Form of Potential Acquisition or Merger
Presently, the Company cannot predict the manner in which it might
participate in a prospective business opportunity. Each separate potential
opportunity will be reviewed and, upon the basis of that review, a suitable
legal structure or method of participation will be chosen. The particular manner
in which the Company participates in a specific business opportunity will depend
upon the nature of that opportunity, the respective needs and desires of the
Company and management of the opportunity, and the relative negotiating strength
of the parties involved.
Actual participation in a business venture may take the form of an asset
purchase, lease, joint venture, license, partnership, stock purchase,
reorganization, merger or consolidation. The Company may act directly or
indirectly through an interest in a partnership, corporation, or other form of
organization, however, the Company does not intend to participate in
opportunities through the purchase of minority stock positions.
Because of the Company's current status and recent inactive status, and its
concomitant lack of assets or relevant operating history, it is likely that any
potential merger or acquisition with another operating business will require
substantial dilution of the Company's existing shareholders. There will probably
be a change in control of the Company, with the incoming owners of the targeted
merger or acquisition candidate taking over control of the Company. Management
has not established any guidelines as to the amount of control it will offer to
prospective business opportunity candidates, since this issue will depend to a
large degree on the economic strength and desirability of each candidate, and
correspondent ending relative bargaining power of the parties. However,
management will endeavor to negotiate the best possible terms for the benefit of
the Company's shareholders as the case arises.

----

**OBJECTIVES**
1. Pick out every line in the records below that contains the string "building", matching case exactly, and copy each one.
2. Write the next part of the passage on the form of a potential acquisition or merger, picking up after its final sentence.

**EXERCISE INPUT**
----

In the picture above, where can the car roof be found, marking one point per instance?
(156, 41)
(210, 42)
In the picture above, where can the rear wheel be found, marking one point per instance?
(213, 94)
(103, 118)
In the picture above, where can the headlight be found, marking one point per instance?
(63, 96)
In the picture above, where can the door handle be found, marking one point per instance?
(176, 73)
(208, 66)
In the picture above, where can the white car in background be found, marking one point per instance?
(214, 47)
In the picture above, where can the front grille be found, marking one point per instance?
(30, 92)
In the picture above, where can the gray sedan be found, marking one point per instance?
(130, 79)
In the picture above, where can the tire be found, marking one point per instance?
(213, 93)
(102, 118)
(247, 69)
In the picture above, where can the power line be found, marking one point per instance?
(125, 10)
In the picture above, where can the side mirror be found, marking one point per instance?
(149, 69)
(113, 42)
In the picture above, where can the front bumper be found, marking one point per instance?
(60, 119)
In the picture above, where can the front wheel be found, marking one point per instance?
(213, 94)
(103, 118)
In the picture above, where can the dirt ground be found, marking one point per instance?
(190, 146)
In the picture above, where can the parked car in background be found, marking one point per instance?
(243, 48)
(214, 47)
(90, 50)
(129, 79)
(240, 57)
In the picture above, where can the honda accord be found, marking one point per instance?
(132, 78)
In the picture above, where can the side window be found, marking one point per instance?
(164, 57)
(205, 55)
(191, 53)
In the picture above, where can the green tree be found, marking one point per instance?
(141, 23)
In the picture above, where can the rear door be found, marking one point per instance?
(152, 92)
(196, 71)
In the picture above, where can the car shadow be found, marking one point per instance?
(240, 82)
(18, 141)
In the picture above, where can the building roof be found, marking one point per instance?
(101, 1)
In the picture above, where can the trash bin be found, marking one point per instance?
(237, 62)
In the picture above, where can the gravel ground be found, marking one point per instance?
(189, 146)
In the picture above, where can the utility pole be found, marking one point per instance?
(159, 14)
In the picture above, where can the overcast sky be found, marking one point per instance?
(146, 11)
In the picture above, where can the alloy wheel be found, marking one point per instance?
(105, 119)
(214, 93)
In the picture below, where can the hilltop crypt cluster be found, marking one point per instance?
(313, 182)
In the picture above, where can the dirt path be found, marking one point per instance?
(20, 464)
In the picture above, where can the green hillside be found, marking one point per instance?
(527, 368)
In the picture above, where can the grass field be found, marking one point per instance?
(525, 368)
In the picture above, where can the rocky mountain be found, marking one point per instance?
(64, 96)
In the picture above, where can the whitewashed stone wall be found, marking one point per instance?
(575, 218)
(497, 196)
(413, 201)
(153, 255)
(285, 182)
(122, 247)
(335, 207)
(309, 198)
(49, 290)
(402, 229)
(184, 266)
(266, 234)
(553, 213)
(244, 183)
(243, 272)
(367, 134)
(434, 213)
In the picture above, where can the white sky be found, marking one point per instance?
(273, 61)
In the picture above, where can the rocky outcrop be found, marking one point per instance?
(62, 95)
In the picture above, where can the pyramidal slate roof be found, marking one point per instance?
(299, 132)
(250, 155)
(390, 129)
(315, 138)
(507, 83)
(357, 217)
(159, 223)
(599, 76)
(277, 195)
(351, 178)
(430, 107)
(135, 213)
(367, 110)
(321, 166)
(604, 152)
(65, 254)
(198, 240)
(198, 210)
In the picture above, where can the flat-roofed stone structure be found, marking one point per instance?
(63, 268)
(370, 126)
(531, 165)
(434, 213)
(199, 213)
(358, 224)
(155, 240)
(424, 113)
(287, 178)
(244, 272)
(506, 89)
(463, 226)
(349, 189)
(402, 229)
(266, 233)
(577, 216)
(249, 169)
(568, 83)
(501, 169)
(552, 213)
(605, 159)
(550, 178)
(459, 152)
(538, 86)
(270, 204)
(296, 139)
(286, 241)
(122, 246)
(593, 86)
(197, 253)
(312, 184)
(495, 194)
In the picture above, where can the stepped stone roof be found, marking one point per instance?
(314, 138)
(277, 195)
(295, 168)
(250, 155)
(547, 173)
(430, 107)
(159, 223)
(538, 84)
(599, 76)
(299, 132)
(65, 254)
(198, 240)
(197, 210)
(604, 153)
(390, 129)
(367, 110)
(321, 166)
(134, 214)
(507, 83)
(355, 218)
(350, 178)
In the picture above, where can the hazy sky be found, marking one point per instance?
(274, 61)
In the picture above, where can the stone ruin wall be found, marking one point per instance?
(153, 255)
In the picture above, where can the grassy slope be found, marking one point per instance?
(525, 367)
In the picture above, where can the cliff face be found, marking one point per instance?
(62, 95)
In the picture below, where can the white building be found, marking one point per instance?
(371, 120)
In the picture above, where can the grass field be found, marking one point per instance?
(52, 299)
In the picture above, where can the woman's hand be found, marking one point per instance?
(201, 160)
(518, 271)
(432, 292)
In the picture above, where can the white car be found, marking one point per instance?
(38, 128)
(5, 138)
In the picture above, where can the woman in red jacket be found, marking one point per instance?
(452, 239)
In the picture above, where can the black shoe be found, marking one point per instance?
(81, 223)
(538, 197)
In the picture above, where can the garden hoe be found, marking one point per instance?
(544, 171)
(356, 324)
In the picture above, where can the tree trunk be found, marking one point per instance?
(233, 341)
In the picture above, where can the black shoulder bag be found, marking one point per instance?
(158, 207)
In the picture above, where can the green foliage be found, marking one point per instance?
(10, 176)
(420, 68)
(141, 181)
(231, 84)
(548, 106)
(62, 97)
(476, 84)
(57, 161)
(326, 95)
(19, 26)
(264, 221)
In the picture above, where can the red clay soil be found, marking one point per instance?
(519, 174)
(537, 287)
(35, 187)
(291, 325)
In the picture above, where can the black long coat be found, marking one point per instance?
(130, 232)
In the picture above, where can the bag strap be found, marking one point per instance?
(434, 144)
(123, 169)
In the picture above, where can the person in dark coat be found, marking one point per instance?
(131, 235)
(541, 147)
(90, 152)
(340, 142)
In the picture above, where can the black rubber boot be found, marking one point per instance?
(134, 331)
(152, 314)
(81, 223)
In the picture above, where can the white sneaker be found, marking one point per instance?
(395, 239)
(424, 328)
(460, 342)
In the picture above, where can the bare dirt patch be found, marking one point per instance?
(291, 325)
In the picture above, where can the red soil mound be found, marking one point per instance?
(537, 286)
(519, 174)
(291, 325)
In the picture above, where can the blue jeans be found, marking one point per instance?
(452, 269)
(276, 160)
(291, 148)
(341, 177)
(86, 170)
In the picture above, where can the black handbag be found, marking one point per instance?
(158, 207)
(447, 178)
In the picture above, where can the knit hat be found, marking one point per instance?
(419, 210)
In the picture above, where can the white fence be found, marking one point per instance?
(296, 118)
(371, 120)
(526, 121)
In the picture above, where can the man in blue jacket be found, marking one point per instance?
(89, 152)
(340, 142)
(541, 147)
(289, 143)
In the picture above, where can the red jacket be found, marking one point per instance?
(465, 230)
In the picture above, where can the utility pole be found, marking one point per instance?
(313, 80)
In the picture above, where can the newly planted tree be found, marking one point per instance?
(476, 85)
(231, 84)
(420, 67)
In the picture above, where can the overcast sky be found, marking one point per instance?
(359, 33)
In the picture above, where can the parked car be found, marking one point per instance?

----

**EXPECTED RESULTS**
1.
In the picture above, where can the building roof be found, marking one point per instance?
In the picture below, where can the white building be found, marking one point per instance?

2.
Management does not have any plans to borrow funds to compensate any
persons, consultants, promoters, or affiliates in conjunction with its efforts
to find and acquire or merge with another business opportunity. Management does
not have any plans to borrow funds to pay compensation to any prospective
business opportunity, or shareholders, management, creditors, or other potential
parties to the acquisition or merger. In either case, it is unlikely that the
Company would be able to borrow significant funds for such purposes from any
conventional lending sources. In all probability, a public sale of the Company's
securities would also be unfeasible, and management does not contemplate any
form of new public offering at this time.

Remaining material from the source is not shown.